▶ **Set problem**:
Can you transcribe every line exactly and leave the pictures behind?
___ Entries provided ___
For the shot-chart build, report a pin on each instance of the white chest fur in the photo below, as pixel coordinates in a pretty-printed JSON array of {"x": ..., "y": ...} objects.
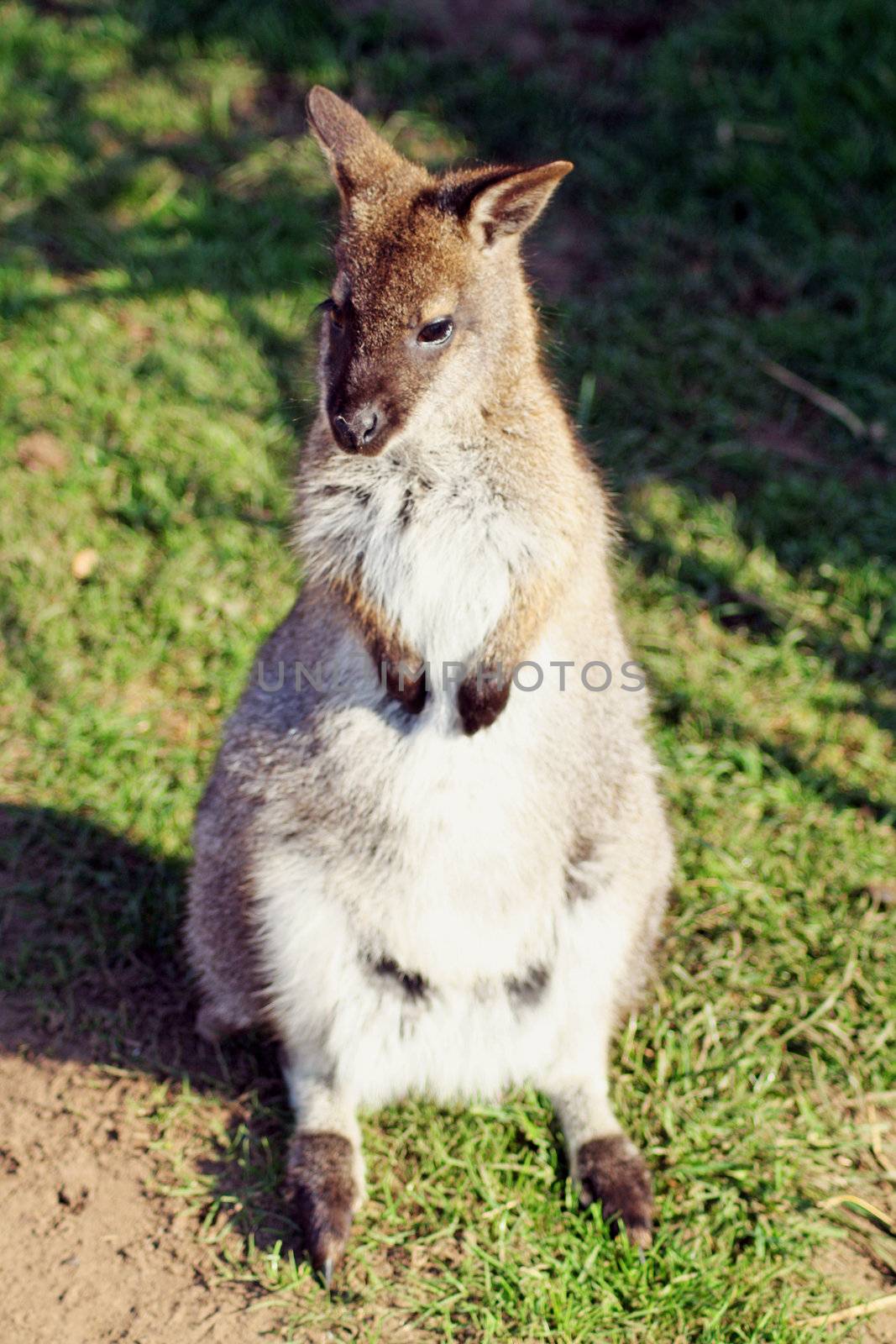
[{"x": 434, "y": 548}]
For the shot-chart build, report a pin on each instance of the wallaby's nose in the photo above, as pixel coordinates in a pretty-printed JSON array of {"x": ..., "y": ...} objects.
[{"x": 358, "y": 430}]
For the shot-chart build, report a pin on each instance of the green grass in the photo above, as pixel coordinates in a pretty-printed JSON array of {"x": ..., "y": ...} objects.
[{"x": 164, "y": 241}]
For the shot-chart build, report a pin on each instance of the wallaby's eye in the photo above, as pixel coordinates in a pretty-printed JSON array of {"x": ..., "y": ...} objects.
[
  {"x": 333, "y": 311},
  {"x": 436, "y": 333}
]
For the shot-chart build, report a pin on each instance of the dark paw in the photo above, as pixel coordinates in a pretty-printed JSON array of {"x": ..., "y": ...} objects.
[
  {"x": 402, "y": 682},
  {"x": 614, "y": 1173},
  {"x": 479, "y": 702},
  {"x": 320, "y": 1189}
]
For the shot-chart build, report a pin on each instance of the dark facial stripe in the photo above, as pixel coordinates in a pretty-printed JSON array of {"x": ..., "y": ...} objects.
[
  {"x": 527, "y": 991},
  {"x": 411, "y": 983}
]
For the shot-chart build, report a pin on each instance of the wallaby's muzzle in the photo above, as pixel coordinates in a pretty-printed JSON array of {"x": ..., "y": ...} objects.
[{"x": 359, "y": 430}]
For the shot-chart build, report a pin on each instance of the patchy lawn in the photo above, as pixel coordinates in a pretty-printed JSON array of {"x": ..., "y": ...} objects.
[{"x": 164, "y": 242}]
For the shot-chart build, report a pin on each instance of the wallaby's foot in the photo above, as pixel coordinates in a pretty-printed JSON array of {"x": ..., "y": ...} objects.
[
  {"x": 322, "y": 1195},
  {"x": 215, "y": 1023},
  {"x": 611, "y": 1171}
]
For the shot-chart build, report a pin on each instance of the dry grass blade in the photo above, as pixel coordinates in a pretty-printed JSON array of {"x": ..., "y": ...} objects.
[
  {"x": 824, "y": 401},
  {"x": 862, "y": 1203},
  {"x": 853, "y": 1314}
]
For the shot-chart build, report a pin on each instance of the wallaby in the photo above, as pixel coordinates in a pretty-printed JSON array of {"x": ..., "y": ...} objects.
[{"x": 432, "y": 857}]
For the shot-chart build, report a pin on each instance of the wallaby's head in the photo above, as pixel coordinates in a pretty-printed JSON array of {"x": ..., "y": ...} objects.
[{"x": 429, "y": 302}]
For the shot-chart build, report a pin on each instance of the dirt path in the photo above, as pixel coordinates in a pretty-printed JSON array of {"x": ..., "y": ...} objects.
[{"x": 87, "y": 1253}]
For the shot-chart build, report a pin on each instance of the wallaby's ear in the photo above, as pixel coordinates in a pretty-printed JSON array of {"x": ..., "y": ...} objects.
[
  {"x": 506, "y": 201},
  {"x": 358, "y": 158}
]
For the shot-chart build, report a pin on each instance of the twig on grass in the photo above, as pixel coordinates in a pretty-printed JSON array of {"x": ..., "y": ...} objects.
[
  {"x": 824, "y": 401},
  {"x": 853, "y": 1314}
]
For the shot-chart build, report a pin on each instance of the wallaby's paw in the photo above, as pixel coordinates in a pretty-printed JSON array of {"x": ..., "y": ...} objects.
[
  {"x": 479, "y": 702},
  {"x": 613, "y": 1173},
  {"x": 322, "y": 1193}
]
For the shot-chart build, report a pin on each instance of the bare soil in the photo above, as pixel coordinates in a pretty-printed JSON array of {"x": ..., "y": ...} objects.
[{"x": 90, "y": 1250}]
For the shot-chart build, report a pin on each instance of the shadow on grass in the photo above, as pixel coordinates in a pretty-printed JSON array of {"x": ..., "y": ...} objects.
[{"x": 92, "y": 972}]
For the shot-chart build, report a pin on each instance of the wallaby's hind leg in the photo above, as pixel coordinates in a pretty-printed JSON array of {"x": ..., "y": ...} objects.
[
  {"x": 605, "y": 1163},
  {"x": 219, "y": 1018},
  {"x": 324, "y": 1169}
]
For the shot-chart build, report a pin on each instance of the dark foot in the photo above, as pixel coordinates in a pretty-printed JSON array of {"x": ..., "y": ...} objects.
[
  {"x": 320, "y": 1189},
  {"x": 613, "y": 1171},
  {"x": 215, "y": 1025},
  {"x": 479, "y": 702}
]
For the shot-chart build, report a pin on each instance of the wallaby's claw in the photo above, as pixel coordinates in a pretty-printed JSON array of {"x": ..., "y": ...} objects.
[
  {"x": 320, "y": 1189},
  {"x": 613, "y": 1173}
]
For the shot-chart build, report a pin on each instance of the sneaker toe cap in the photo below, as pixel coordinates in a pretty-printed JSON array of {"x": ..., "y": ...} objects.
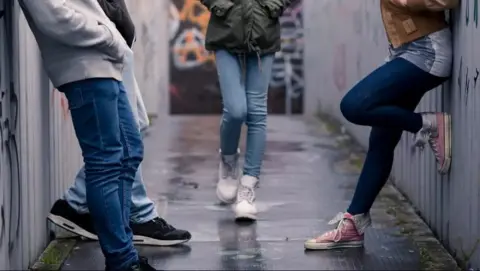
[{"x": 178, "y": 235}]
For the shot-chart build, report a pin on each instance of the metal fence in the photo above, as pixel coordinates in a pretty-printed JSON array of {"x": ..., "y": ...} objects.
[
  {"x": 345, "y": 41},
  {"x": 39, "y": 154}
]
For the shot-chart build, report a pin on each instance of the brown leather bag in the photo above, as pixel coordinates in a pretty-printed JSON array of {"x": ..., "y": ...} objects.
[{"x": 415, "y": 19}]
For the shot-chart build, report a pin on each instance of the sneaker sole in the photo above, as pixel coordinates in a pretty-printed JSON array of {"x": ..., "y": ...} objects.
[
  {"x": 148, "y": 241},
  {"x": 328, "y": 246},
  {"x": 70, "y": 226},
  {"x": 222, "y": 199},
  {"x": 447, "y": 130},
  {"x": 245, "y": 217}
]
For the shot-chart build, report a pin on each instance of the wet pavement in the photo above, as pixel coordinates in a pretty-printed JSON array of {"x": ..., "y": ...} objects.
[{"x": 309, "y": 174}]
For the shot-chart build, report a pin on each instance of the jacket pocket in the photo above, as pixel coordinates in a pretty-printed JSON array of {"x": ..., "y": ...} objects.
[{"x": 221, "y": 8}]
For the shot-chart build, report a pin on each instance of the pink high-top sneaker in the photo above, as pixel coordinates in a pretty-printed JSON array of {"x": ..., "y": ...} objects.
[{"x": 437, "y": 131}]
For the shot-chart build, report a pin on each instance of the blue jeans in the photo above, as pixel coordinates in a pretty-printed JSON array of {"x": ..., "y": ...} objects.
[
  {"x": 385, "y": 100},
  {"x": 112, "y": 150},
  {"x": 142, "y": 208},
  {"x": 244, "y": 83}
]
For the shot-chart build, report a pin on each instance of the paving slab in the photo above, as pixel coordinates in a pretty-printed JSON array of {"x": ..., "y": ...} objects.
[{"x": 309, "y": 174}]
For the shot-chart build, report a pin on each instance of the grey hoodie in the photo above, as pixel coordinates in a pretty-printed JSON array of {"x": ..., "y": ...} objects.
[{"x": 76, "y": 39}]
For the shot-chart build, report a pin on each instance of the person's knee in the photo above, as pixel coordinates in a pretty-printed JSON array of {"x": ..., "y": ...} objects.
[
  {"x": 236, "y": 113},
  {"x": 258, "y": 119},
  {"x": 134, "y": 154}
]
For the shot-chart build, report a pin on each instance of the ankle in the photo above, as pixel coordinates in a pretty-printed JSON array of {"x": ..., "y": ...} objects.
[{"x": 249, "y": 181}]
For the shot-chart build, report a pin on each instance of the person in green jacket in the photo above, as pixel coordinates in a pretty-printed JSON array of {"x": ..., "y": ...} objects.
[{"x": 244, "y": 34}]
___
▶ **Written response**:
For the shot-chart build, report a pin on each instance of the white chest fur in the photo below, as pixel coordinates in a pretty-printed JSON array of {"x": ..., "y": ...} objects.
[{"x": 434, "y": 548}]
For the shot-chart build, report a pin on each instance of the wallaby's nose in the photo above, as pixel coordinates in a pretty-printed JSON array of {"x": ..., "y": ...} objects.
[{"x": 358, "y": 430}]
For the shot-chart build, report a pin on each instance of the green grass in the photo above, as pixel coordinates in a pretty-printed JSON array of {"x": ..., "y": ...} objects.
[{"x": 164, "y": 241}]
For the shot-chart build, report a pin on each instance of the wallaby's eye in the photo above, as pixel coordinates in a pretty-printed JSON array of {"x": ..., "y": ...} objects.
[
  {"x": 333, "y": 311},
  {"x": 436, "y": 333}
]
For the shot-chart build, report a pin on each instance of the dark paw in the photo above, as pixel coordinates in a pretty-printed JSON array of {"x": ..., "y": ...} objects.
[
  {"x": 402, "y": 682},
  {"x": 614, "y": 1173},
  {"x": 479, "y": 702},
  {"x": 320, "y": 1189}
]
For the shot-chart build, report a pin on each instance of the dark facial stripe in the photo above, as pixel coordinates in a pretty-printed JSON array of {"x": ..., "y": ...} objects.
[
  {"x": 527, "y": 991},
  {"x": 411, "y": 983}
]
For the shot-chart build, report a pin on each instance of the wallaby's muzzle in the photo above, as pixel coordinates in a pretty-printed JSON array of {"x": ..., "y": ...} objects.
[{"x": 359, "y": 430}]
For the shot-chart build, report a pin on each instance of the patchy lawn in the photo above, as pixel coordinates in a pretty-printed JSON array of {"x": ..., "y": ...} objects.
[{"x": 164, "y": 242}]
For the shot-chart build, report a pin on each instance of the wallaby's foot in the photo above, as pixel coordinates in a pretty-printed JSON array of {"x": ..., "y": ...} objects.
[
  {"x": 322, "y": 1195},
  {"x": 215, "y": 1023},
  {"x": 611, "y": 1171}
]
For the shot-chart build, report a pin on each instance of the dry grass blade in the photo above, as pixel coordinates in a pretty-printed JSON array of {"x": ..., "y": ...} objects.
[
  {"x": 824, "y": 401},
  {"x": 862, "y": 1203},
  {"x": 853, "y": 1314}
]
For the shot-chart build, report a pin on each instance of the wallaby in the photo above, as pixel coordinates in a pretty-printed JSON array of {"x": ..., "y": ...} objects.
[{"x": 432, "y": 857}]
For the shot-chart build, report a pin on each instance of the wallaby's head in the photo above, as pixel coordinates in a pretty-printed JSON array of {"x": ..., "y": ...} objects.
[{"x": 429, "y": 302}]
For the shot-chart build, report a pin on each instance of the dirt path in the photo above, as pixel coordinates in a pretty-printed JSON array of {"x": ..., "y": ...} objects.
[{"x": 87, "y": 1253}]
For the shot-chart build, report a pin on each instance of the wallaby's ear in the photo above, as pixel coordinates in a pretty-printed JSON array of {"x": ..., "y": ...} objects.
[
  {"x": 506, "y": 201},
  {"x": 358, "y": 158}
]
For the shot-chart build, report a pin on each instance of the twig on grass in the photo above, as pixel coordinates in a pretty-printed JSON array of {"x": ..., "y": ...} objects.
[
  {"x": 824, "y": 401},
  {"x": 853, "y": 1314}
]
For the shot-chart build, report a pin on each instance of the wallaby's paw in the photo above, as pixel coordinates in a pretty-printed JSON array of {"x": ..., "y": ...} objects.
[
  {"x": 479, "y": 702},
  {"x": 613, "y": 1173},
  {"x": 322, "y": 1193}
]
For the shot-chart build, report a pin on each instance of the bare soil in the photo above, as pixel coordinates in a pretty-printed JSON array of {"x": ..., "y": ...} objects.
[{"x": 90, "y": 1250}]
For the shot-chart build, report a pin on each instance of the shadow on grass in the photo above, as pixel coordinates in a pretty-printed JSON array of {"x": ..., "y": ...} objects.
[{"x": 92, "y": 972}]
For the shot-chart build, report a pin on each instance of the wallaby's hind leg in the photo above, as pixel coordinates in a pretty-printed JSON array of {"x": ..., "y": ...} objects.
[
  {"x": 605, "y": 1163},
  {"x": 219, "y": 1018},
  {"x": 324, "y": 1169}
]
For the shot-chart build, report a pin on each instance of the dark foot in the photo above, as pixel coordinates in a pretty-printed JSON array of {"x": ..., "y": ...} objects.
[
  {"x": 320, "y": 1189},
  {"x": 613, "y": 1171},
  {"x": 215, "y": 1025},
  {"x": 479, "y": 702}
]
For the shot-chart build, report a pin on each instance of the wallaby's claw in the photo above, as pixel coordinates in a pretty-printed JSON array of {"x": ..., "y": ...} objects.
[
  {"x": 320, "y": 1189},
  {"x": 613, "y": 1173}
]
For the shot-chart build, report a pin on each instance of the sneaker toe cap in the photo below, as pixel coordinates in a pretty-printed JSON array of {"x": ..., "y": ...} objects.
[{"x": 178, "y": 235}]
For the shot-chart build, report a pin on each instance of the metal fence in the photo above, as pixel coordinates in a pretty-printed JSON array of {"x": ..., "y": ...} objects.
[
  {"x": 345, "y": 41},
  {"x": 39, "y": 154}
]
For the shot-chart build, report a pin on each instance of the brown leather bag in the photo above, as pixel coordinates in a pretty-printed JSON array of {"x": ..., "y": ...} objects.
[{"x": 415, "y": 19}]
For the shot-chart build, report a pin on each instance of the sneaker sole in the photo above, as pixel coordinates in a pretty-printed JSON array of {"x": ..., "y": ...} objects.
[
  {"x": 148, "y": 241},
  {"x": 328, "y": 246},
  {"x": 70, "y": 226},
  {"x": 222, "y": 199},
  {"x": 447, "y": 130},
  {"x": 245, "y": 217}
]
For the shot-chart build, report a pin on each instance of the wet pavement in the photo above, as pixel coordinates in a pretty-printed JSON array of {"x": ..., "y": ...} objects.
[{"x": 309, "y": 174}]
For the shot-chart build, report a pin on each instance of the jacket pocket in the photo above, as pixel coordinates in a pretty-printed JSON array of {"x": ..., "y": ...} objects.
[{"x": 221, "y": 8}]
For the shot-chart build, report a pin on each instance of the pink high-top sneaker in the photo above, as pixel coordinates in a pretty-printed JSON array of {"x": ..., "y": ...} objects.
[{"x": 437, "y": 131}]
For the shot-chart build, report a pin on each instance of the blue jeans in the photo above, as pixel coordinates in a pretty-printed JSON array of {"x": ..., "y": ...} objects.
[
  {"x": 385, "y": 100},
  {"x": 112, "y": 150},
  {"x": 142, "y": 208},
  {"x": 244, "y": 83}
]
For the shot-chart build, report a pin on each instance of the paving slab in the photo above, as pixel coordinates in a pretty-printed JSON array of {"x": ..., "y": ...} objects.
[{"x": 309, "y": 174}]
For the shot-chart build, report a pin on each instance of the grey hoodie in the photo above, as pixel coordinates in a pretty-printed JSON array of {"x": ..., "y": ...} objects.
[{"x": 76, "y": 39}]
For the shot-chart build, report a pin on each instance of the person's knee in the photo above, as pixel coordinates in a pretty-printed JSON array of {"x": ..., "y": ...} objects.
[
  {"x": 236, "y": 113},
  {"x": 258, "y": 119},
  {"x": 134, "y": 154}
]
For the shot-chart build, report a pin on each instance of the ankle in the photo above, as pixel coordinates in a pretty-printed JSON array of {"x": ..., "y": ...} objects.
[{"x": 249, "y": 181}]
For the shot-chart build, report a pin on each instance of the person in green jacket in the photo above, as pixel coordinates in a pretty-printed JSON array of {"x": ..., "y": ...} objects.
[{"x": 244, "y": 34}]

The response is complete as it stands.